* [WHAT THE EXERCISE ASKS]:
Lines with the word "below" in them are the ones to copy from the records.

* [EXERCISE INPUT]:
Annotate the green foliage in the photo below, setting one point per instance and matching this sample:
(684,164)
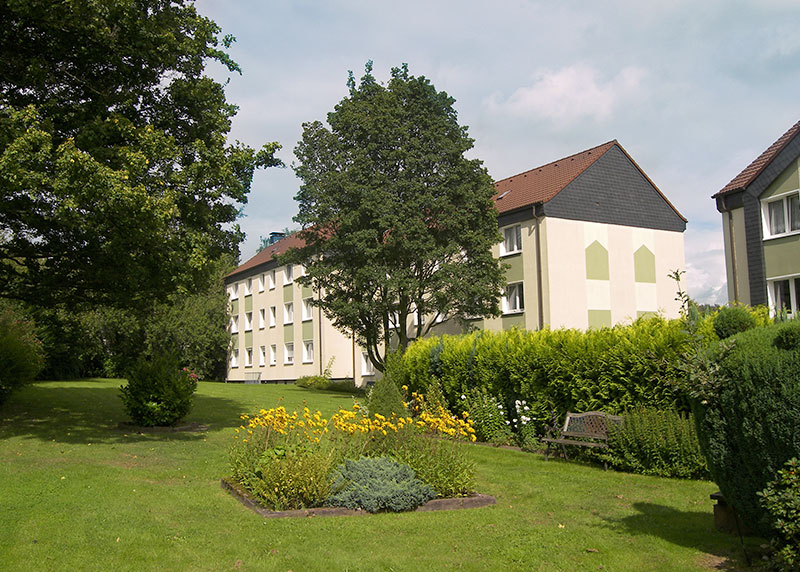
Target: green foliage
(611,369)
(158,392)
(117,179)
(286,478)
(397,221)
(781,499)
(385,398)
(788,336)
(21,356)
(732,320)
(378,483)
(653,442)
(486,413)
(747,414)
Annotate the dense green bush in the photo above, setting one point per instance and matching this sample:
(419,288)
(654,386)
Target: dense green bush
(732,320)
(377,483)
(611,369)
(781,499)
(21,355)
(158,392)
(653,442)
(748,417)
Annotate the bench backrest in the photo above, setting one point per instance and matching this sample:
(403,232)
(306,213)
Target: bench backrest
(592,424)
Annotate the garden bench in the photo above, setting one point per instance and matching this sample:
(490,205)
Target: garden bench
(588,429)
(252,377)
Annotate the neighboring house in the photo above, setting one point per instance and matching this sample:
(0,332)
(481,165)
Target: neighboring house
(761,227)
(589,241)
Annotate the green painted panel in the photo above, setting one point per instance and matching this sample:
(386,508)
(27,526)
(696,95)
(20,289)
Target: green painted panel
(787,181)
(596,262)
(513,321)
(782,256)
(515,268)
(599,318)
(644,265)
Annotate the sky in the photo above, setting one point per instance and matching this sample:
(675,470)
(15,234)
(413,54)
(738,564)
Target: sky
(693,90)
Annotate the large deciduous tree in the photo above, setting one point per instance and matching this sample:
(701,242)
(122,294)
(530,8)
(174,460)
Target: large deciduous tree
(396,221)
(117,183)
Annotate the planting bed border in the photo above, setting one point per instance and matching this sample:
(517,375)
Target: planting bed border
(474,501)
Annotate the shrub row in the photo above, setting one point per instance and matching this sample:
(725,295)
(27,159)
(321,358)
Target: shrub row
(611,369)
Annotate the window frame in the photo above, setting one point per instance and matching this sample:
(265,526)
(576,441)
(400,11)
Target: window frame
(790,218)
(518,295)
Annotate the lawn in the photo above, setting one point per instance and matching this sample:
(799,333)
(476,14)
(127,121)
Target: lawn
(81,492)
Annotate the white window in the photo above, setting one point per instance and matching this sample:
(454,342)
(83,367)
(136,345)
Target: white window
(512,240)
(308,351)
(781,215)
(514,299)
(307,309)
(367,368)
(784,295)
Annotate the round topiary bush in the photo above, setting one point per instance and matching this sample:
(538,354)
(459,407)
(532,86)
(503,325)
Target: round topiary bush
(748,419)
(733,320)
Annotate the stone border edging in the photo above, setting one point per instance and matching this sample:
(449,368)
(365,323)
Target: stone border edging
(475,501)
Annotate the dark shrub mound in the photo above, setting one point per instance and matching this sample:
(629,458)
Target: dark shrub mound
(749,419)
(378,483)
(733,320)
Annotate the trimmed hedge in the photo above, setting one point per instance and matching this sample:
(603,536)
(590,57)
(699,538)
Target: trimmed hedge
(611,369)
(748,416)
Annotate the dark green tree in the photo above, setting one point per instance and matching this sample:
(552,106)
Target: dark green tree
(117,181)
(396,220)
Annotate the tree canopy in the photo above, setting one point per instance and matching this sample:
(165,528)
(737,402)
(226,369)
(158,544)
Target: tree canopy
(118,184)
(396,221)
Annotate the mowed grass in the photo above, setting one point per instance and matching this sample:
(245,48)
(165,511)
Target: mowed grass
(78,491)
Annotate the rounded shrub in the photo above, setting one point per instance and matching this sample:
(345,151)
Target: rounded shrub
==
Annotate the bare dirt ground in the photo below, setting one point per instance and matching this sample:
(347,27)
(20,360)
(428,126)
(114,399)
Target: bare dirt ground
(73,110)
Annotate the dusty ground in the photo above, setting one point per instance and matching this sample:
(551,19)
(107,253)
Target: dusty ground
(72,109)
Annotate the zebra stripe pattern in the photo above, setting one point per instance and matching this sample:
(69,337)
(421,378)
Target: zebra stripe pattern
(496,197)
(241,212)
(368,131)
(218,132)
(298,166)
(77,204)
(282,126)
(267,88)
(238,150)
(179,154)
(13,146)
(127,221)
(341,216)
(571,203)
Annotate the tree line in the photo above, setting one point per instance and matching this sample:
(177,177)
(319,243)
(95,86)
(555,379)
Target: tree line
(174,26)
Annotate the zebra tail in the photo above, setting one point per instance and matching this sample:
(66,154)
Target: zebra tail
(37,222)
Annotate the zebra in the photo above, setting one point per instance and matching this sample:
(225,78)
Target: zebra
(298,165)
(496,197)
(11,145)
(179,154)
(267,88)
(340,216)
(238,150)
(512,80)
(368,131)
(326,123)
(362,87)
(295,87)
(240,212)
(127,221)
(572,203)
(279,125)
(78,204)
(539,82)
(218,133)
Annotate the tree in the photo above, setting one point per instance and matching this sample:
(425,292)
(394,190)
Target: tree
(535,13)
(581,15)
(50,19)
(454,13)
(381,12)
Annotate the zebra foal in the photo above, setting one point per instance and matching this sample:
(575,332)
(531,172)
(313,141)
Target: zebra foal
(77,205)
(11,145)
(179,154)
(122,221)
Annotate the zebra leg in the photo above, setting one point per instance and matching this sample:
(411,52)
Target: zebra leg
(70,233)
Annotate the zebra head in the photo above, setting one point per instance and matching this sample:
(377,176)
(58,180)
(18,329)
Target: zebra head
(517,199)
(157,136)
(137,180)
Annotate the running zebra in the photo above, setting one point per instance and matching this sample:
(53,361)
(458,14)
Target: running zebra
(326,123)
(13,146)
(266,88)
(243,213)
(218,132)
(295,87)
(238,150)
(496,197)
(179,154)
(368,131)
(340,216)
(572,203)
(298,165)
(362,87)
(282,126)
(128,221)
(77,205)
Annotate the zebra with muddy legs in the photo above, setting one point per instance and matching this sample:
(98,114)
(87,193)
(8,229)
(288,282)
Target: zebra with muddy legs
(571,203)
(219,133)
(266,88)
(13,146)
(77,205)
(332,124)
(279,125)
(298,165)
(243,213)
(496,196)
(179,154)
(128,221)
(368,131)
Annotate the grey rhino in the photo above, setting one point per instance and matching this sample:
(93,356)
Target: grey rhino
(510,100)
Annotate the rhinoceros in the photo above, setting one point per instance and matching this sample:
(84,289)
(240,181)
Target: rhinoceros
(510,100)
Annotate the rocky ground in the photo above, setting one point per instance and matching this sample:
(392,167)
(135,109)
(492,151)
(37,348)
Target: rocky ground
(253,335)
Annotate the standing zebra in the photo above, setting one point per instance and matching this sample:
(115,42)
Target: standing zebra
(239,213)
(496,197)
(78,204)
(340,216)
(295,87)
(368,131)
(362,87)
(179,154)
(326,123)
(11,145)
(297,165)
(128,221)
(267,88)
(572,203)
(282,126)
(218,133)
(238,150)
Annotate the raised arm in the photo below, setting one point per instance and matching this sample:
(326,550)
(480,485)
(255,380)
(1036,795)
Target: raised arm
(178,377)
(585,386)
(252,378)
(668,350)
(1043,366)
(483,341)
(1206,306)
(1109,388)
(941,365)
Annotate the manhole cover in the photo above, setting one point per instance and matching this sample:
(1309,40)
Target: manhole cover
* * *
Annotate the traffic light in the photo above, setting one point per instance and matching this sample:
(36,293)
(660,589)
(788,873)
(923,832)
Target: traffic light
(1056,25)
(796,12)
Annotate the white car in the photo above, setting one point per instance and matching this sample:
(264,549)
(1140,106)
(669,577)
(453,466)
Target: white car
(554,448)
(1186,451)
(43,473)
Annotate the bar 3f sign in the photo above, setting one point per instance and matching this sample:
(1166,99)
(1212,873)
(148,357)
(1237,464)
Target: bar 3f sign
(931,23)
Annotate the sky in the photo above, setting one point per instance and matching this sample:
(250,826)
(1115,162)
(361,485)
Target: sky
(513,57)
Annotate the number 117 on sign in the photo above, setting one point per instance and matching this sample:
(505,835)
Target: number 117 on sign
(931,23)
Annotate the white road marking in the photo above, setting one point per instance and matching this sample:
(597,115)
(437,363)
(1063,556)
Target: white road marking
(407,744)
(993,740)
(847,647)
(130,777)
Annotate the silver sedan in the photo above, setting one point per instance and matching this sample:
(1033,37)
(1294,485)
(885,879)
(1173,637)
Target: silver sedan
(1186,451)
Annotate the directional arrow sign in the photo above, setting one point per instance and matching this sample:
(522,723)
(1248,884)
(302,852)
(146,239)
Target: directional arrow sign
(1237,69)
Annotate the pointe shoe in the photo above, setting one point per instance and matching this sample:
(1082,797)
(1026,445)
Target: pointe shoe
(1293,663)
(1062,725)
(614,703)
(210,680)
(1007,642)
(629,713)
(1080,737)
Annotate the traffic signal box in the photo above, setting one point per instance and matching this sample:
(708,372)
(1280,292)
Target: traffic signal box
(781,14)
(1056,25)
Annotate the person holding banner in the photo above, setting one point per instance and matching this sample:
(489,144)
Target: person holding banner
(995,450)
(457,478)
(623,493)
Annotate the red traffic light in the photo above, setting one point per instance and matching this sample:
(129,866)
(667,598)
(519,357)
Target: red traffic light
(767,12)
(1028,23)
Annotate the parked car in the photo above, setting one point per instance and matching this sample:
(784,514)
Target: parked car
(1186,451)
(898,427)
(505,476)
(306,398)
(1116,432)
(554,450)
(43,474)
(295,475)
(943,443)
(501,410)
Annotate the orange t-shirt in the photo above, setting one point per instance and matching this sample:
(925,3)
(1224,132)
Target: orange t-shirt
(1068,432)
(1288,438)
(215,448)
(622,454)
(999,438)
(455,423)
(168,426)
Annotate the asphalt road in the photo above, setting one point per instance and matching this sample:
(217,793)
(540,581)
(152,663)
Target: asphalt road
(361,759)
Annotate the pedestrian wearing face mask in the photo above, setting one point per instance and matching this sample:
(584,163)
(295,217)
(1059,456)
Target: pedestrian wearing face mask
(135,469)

* [SOLUTION TO THIS PROBLEM]:
Annotate the green foliage in the photo below, setting one point per instance and matching this sample:
Annotate the bare dirt ground in the photo below, setting one point per instance and matching this sample:
Annotate the raised arm in the photo below, setting one point per instance and matching this sample:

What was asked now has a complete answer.